→ **The request**: Please output every line of the material as it stands, without the pictures.

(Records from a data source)

-- START --

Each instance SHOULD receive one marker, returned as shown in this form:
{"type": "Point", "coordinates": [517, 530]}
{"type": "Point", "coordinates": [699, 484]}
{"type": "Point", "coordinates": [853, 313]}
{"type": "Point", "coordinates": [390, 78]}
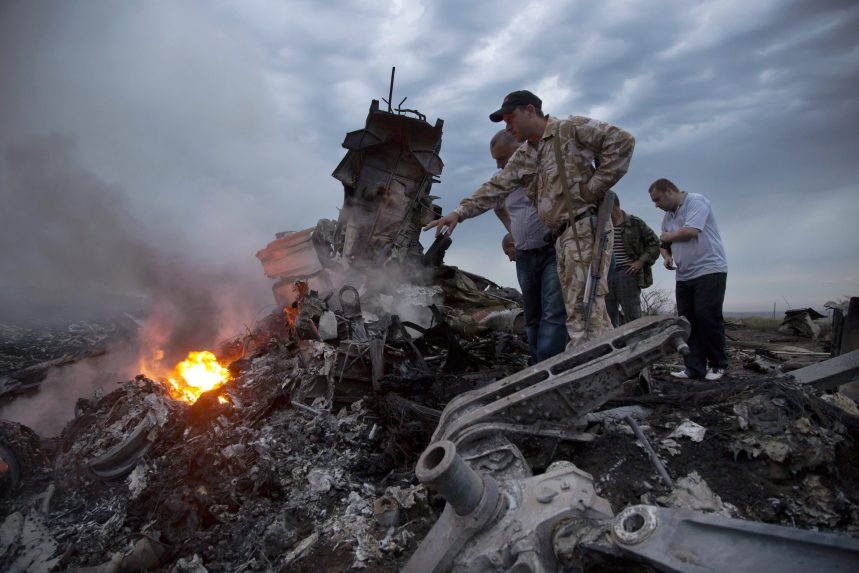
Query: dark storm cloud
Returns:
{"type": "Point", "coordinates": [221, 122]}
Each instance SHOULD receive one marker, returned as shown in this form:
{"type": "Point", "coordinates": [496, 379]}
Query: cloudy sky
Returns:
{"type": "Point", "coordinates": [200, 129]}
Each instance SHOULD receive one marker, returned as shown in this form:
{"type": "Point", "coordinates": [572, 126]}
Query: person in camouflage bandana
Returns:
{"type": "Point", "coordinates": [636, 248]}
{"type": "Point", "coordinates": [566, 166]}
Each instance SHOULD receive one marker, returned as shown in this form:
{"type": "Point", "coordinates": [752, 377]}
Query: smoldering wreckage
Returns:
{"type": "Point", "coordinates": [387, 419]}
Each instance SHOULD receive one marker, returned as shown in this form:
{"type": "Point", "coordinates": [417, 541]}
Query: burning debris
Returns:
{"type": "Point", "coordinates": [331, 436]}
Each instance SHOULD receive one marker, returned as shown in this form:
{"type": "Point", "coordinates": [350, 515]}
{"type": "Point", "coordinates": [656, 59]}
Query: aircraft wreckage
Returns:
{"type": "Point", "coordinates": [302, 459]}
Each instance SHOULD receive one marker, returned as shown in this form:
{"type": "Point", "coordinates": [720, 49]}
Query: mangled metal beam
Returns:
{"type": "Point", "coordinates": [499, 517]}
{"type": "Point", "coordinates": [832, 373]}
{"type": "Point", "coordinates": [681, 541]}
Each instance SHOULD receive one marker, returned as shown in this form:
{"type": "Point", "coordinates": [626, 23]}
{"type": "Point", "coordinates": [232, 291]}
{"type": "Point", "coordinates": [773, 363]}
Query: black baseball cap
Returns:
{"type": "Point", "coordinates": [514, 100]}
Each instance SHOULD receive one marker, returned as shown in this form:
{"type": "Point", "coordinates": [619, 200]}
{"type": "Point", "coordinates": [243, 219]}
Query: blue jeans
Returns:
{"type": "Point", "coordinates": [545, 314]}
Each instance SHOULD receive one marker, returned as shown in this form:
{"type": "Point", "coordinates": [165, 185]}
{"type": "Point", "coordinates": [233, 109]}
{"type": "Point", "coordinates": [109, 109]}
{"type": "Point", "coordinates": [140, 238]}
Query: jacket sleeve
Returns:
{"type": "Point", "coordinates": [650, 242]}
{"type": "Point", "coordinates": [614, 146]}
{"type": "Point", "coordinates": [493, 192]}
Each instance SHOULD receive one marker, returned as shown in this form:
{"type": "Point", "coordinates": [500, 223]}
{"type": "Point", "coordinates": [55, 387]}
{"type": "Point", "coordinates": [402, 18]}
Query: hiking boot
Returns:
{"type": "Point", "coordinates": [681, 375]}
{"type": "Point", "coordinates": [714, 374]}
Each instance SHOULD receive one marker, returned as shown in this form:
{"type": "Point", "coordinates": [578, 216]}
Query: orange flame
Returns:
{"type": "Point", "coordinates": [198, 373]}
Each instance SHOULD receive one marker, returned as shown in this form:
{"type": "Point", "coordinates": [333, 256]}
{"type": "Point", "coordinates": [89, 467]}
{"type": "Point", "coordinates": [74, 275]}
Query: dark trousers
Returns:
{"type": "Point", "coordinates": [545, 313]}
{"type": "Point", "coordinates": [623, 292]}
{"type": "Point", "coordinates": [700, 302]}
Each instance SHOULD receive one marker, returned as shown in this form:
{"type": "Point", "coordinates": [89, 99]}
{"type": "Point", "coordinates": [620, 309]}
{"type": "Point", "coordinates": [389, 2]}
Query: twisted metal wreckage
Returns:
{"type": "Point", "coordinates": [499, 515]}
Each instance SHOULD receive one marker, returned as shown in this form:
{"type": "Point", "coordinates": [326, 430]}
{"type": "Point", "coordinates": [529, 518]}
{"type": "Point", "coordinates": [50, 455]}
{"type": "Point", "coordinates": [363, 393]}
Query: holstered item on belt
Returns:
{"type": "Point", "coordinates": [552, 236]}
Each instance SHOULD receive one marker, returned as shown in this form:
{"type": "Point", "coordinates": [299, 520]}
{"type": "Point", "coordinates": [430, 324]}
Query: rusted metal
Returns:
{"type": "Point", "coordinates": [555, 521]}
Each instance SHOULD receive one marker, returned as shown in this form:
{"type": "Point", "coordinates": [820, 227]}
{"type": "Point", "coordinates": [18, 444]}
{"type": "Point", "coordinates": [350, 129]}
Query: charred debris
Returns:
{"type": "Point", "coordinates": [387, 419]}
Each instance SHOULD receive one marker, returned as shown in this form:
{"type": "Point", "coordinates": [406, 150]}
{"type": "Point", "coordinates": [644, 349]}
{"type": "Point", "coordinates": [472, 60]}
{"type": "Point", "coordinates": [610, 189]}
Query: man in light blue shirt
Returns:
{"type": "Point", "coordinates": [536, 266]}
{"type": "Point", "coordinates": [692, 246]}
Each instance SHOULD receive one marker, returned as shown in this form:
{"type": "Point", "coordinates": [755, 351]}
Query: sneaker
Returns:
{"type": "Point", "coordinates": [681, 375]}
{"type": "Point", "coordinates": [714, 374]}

-- END --

→ **Complete output**:
Each instance SHOULD receive one marker, returned as shown in this form:
{"type": "Point", "coordinates": [517, 530]}
{"type": "Point", "coordinates": [699, 484]}
{"type": "Point", "coordinates": [853, 313]}
{"type": "Point", "coordinates": [390, 78]}
Query: dark storm cloud
Returns:
{"type": "Point", "coordinates": [221, 122]}
Each instance SHOULD receive one marker, returned as shown in this form:
{"type": "Point", "coordinates": [496, 379]}
Query: cloudy sky
Returns:
{"type": "Point", "coordinates": [200, 129]}
Each instance SHOULD receive one marker, returned as shown in this form:
{"type": "Point", "coordinates": [572, 126]}
Query: person in camouflage bandana
Returns:
{"type": "Point", "coordinates": [636, 248]}
{"type": "Point", "coordinates": [566, 166]}
Each instance SHOULD receive one marker, returned as shown in this form:
{"type": "Point", "coordinates": [752, 377]}
Query: smoldering wreckage
Returns:
{"type": "Point", "coordinates": [387, 419]}
Each instance SHOULD receive one marker, returned as shown in this form:
{"type": "Point", "coordinates": [417, 541]}
Query: burning debris
Returns:
{"type": "Point", "coordinates": [331, 436]}
Each instance SHOULD receive one marker, returned as shown in this form:
{"type": "Point", "coordinates": [350, 515]}
{"type": "Point", "coordinates": [656, 59]}
Query: aircraft wreckage
Returns:
{"type": "Point", "coordinates": [302, 459]}
Each instance SHOULD receive one marker, returned as shown in this form:
{"type": "Point", "coordinates": [720, 49]}
Query: mangled metal beam
Returns:
{"type": "Point", "coordinates": [499, 517]}
{"type": "Point", "coordinates": [832, 373]}
{"type": "Point", "coordinates": [681, 541]}
Each instance SHOULD receive one marker, returned as shown in this form:
{"type": "Point", "coordinates": [626, 23]}
{"type": "Point", "coordinates": [232, 291]}
{"type": "Point", "coordinates": [773, 363]}
Query: black baseball cap
Returns:
{"type": "Point", "coordinates": [514, 100]}
Each instance SHOULD receive one marker, returned as shown in this form:
{"type": "Point", "coordinates": [619, 200]}
{"type": "Point", "coordinates": [243, 219]}
Query: blue jeans
Returns:
{"type": "Point", "coordinates": [545, 314]}
Each instance SHOULD receive one marker, returned as shown in this form:
{"type": "Point", "coordinates": [165, 185]}
{"type": "Point", "coordinates": [233, 109]}
{"type": "Point", "coordinates": [109, 109]}
{"type": "Point", "coordinates": [140, 238]}
Query: jacket sleeve
Returns:
{"type": "Point", "coordinates": [650, 242]}
{"type": "Point", "coordinates": [614, 146]}
{"type": "Point", "coordinates": [493, 192]}
Each instance SHOULD receive one marker, returned as shown in this form:
{"type": "Point", "coordinates": [500, 223]}
{"type": "Point", "coordinates": [55, 387]}
{"type": "Point", "coordinates": [402, 18]}
Query: hiking boot
Returns:
{"type": "Point", "coordinates": [681, 375]}
{"type": "Point", "coordinates": [714, 374]}
Each instance SHOULD receive one marker, returned as shown in this form:
{"type": "Point", "coordinates": [578, 216]}
Query: orange flame
Returns:
{"type": "Point", "coordinates": [198, 373]}
Each instance SHOULD receive one marker, returned as shown in this form:
{"type": "Point", "coordinates": [333, 256]}
{"type": "Point", "coordinates": [89, 467]}
{"type": "Point", "coordinates": [74, 275]}
Query: dark trousers
Returns:
{"type": "Point", "coordinates": [545, 313]}
{"type": "Point", "coordinates": [623, 292]}
{"type": "Point", "coordinates": [700, 302]}
Each instance SHOULD receive one marker, returned as shown in this form:
{"type": "Point", "coordinates": [89, 99]}
{"type": "Point", "coordinates": [620, 309]}
{"type": "Point", "coordinates": [389, 2]}
Query: twisted metal wreckage
Returns:
{"type": "Point", "coordinates": [499, 515]}
Each instance SHOULD receive one marker, returned as shown in this form:
{"type": "Point", "coordinates": [326, 430]}
{"type": "Point", "coordinates": [529, 518]}
{"type": "Point", "coordinates": [50, 455]}
{"type": "Point", "coordinates": [363, 393]}
Query: holstered item on belt
Returns:
{"type": "Point", "coordinates": [552, 236]}
Each instance SHOULD receive one marker, returned as shown in this form:
{"type": "Point", "coordinates": [299, 520]}
{"type": "Point", "coordinates": [430, 324]}
Query: rusted metal
Returns:
{"type": "Point", "coordinates": [555, 521]}
Each instance SHOULD receive one marker, returned as shown in this form:
{"type": "Point", "coordinates": [820, 227]}
{"type": "Point", "coordinates": [18, 444]}
{"type": "Point", "coordinates": [350, 129]}
Query: charred debris
Returns:
{"type": "Point", "coordinates": [387, 419]}
Each instance SHOULD receive one marker, returned as shown in this form:
{"type": "Point", "coordinates": [406, 150]}
{"type": "Point", "coordinates": [644, 349]}
{"type": "Point", "coordinates": [472, 60]}
{"type": "Point", "coordinates": [610, 189]}
Query: man in light blue shirt
Returns:
{"type": "Point", "coordinates": [536, 266]}
{"type": "Point", "coordinates": [692, 246]}
Each instance SHOULD receive one marker, returned as shown in this form:
{"type": "Point", "coordinates": [755, 351]}
Query: sneaker
Returns:
{"type": "Point", "coordinates": [681, 375]}
{"type": "Point", "coordinates": [714, 374]}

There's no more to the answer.